Entries taken from a collection =
____________
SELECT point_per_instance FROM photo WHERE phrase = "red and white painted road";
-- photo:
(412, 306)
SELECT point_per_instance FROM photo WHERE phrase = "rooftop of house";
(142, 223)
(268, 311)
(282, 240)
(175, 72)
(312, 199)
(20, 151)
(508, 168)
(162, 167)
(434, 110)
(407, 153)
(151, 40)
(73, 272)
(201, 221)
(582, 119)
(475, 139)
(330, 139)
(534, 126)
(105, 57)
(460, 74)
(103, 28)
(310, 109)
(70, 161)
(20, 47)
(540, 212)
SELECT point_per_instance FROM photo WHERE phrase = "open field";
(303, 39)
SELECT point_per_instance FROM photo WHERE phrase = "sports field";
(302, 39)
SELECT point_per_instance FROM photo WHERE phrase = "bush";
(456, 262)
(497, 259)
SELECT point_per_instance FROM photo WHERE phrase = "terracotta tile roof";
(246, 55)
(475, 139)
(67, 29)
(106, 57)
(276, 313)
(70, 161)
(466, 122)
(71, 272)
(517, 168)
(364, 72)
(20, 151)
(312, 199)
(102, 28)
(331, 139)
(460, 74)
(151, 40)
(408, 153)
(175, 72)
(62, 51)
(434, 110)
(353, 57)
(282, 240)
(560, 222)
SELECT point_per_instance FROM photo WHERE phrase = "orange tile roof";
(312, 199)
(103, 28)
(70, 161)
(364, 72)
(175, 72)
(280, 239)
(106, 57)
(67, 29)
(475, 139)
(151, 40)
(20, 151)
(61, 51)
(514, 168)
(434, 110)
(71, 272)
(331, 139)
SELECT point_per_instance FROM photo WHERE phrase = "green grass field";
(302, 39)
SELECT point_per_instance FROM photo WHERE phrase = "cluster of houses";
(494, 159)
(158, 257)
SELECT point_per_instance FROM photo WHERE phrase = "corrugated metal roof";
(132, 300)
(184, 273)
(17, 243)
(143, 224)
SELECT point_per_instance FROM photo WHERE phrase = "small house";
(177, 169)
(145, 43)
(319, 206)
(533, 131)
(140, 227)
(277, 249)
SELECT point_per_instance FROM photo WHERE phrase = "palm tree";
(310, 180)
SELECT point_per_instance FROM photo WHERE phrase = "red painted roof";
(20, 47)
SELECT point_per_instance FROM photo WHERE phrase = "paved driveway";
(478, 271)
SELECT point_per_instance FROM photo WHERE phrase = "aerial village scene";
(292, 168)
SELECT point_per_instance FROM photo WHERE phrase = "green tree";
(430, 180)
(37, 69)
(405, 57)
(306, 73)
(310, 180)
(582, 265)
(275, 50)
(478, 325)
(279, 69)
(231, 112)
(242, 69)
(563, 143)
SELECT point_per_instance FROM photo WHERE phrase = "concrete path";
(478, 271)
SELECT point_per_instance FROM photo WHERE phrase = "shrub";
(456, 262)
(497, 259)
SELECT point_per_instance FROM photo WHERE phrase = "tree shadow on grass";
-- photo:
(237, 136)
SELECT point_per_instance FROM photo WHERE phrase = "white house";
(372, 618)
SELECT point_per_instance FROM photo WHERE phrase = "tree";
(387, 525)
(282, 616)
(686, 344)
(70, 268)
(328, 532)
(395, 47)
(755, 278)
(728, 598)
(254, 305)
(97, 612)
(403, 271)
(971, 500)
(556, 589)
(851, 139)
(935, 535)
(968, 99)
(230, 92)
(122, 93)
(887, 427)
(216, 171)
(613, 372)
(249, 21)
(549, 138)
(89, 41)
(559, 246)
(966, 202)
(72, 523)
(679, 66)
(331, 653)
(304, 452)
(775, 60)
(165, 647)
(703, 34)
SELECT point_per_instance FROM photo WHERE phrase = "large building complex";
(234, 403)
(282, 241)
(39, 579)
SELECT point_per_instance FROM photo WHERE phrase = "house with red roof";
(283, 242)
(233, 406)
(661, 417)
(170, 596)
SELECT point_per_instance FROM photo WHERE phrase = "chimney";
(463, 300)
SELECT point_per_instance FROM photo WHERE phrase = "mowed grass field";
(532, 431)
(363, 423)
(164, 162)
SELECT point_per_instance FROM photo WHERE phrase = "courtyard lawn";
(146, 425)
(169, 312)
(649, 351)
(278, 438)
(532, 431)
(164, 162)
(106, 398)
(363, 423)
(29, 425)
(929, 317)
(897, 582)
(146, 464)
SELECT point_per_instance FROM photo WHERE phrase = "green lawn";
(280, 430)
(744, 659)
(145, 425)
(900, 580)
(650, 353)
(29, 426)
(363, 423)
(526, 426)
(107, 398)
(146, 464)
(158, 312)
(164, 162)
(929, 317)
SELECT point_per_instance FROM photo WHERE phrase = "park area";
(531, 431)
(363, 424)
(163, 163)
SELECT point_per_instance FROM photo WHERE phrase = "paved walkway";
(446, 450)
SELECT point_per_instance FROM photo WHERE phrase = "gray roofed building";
____________
Exercise = Extract all of the data above and output it character for character.

The result =
SELECT point_per_instance FROM photo WHERE phrase = "red and white painted road";
-- photo:
(412, 306)
SELECT point_per_instance FROM photo WHERE phrase = "rooftop of house";
(142, 223)
(268, 311)
(282, 240)
(175, 72)
(312, 199)
(20, 151)
(508, 168)
(162, 167)
(434, 110)
(407, 153)
(151, 40)
(73, 272)
(201, 221)
(582, 119)
(475, 139)
(330, 139)
(534, 126)
(105, 57)
(460, 74)
(103, 28)
(310, 109)
(70, 161)
(20, 47)
(540, 212)
SELECT point_per_instance FROM photo WHERE phrase = "open field";
(303, 39)
SELECT point_per_instance FROM photo WHERE phrase = "sports field";
(302, 39)
SELECT point_per_instance FROM photo WHERE phrase = "bush";
(456, 262)
(497, 259)
SELECT point_per_instance FROM photo WHERE phrase = "terracotta tile roof";
(246, 55)
(475, 139)
(67, 29)
(106, 57)
(276, 313)
(70, 161)
(466, 122)
(71, 272)
(517, 168)
(364, 72)
(20, 151)
(312, 199)
(102, 28)
(331, 139)
(460, 74)
(151, 40)
(408, 153)
(175, 72)
(62, 51)
(434, 110)
(353, 57)
(282, 240)
(560, 222)
SELECT point_per_instance FROM photo WHERE phrase = "orange tile roof";
(312, 199)
(103, 28)
(70, 161)
(364, 72)
(175, 72)
(280, 239)
(106, 57)
(67, 29)
(475, 139)
(151, 40)
(20, 151)
(61, 51)
(514, 168)
(434, 110)
(71, 272)
(331, 139)
SELECT point_per_instance FROM photo WHERE phrase = "green grass field";
(302, 39)
SELECT point_per_instance FROM photo WHERE phrase = "cluster of houses";
(494, 159)
(158, 257)
SELECT point_per_instance FROM photo WHERE phrase = "corrugated metal roof";
(132, 300)
(184, 273)
(17, 243)
(143, 224)
SELECT point_per_instance FROM photo WHERE phrase = "small house";
(177, 169)
(145, 43)
(319, 206)
(533, 131)
(140, 227)
(277, 249)
SELECT point_per_instance FROM photo WHERE phrase = "palm tree";
(310, 180)
SELECT point_per_instance FROM photo WHERE phrase = "red painted roof";
(20, 47)
SELECT point_per_instance FROM photo WHERE phrase = "paved driveway";
(478, 271)
SELECT point_per_instance FROM photo WHERE phrase = "aerial village scene";
(292, 168)
SELECT point_per_instance FROM photo WHERE phrase = "green tree";
(430, 180)
(37, 69)
(405, 57)
(306, 73)
(310, 180)
(582, 265)
(275, 50)
(478, 325)
(279, 69)
(231, 112)
(242, 69)
(563, 143)
SELECT point_per_instance FROM photo WHERE phrase = "concrete path";
(478, 271)
SELECT point_per_instance FROM photo WHERE phrase = "shrub";
(456, 262)
(497, 259)
SELECT point_per_instance FROM photo WHERE phrase = "tree shadow on grass";
-- photo:
(237, 136)
SELECT point_per_instance FROM photo WHERE phrase = "white house";
(372, 618)
SELECT point_per_instance FROM photo WHERE phrase = "tree";
(387, 525)
(282, 616)
(686, 344)
(70, 268)
(328, 532)
(395, 47)
(755, 278)
(728, 598)
(254, 305)
(97, 612)
(403, 271)
(971, 500)
(556, 589)
(851, 139)
(935, 535)
(968, 99)
(230, 92)
(122, 93)
(887, 427)
(216, 171)
(613, 372)
(249, 21)
(549, 138)
(89, 41)
(559, 246)
(966, 202)
(72, 523)
(679, 66)
(331, 653)
(304, 452)
(775, 60)
(165, 647)
(703, 34)
SELECT point_per_instance FROM photo WHERE phrase = "large building complex";
(234, 403)
(282, 241)
(39, 579)
SELECT point_per_instance FROM photo WHERE phrase = "house with red roof";
(283, 242)
(233, 406)
(661, 417)
(170, 596)
SELECT point_per_instance FROM photo WHERE phrase = "chimney";
(463, 300)
SELECT point_per_instance FROM photo WHERE phrase = "mowed grass field";
(532, 431)
(363, 423)
(164, 162)
SELECT point_per_instance FROM photo WHERE phrase = "courtyard lawn";
(146, 425)
(169, 312)
(649, 351)
(278, 438)
(532, 431)
(164, 162)
(106, 398)
(363, 423)
(29, 425)
(929, 317)
(897, 582)
(146, 464)
SELECT point_per_instance FROM photo WHERE phrase = "green lawn";
(280, 430)
(744, 659)
(145, 425)
(900, 580)
(650, 353)
(29, 426)
(363, 423)
(526, 426)
(107, 398)
(146, 464)
(158, 312)
(164, 162)
(929, 317)
SELECT point_per_instance FROM photo WHERE phrase = "park area";
(531, 431)
(363, 424)
(163, 163)
SELECT point_per_instance FROM photo WHERE phrase = "paved walkway";
(446, 450)
SELECT point_per_instance FROM photo WHERE phrase = "gray roofed building";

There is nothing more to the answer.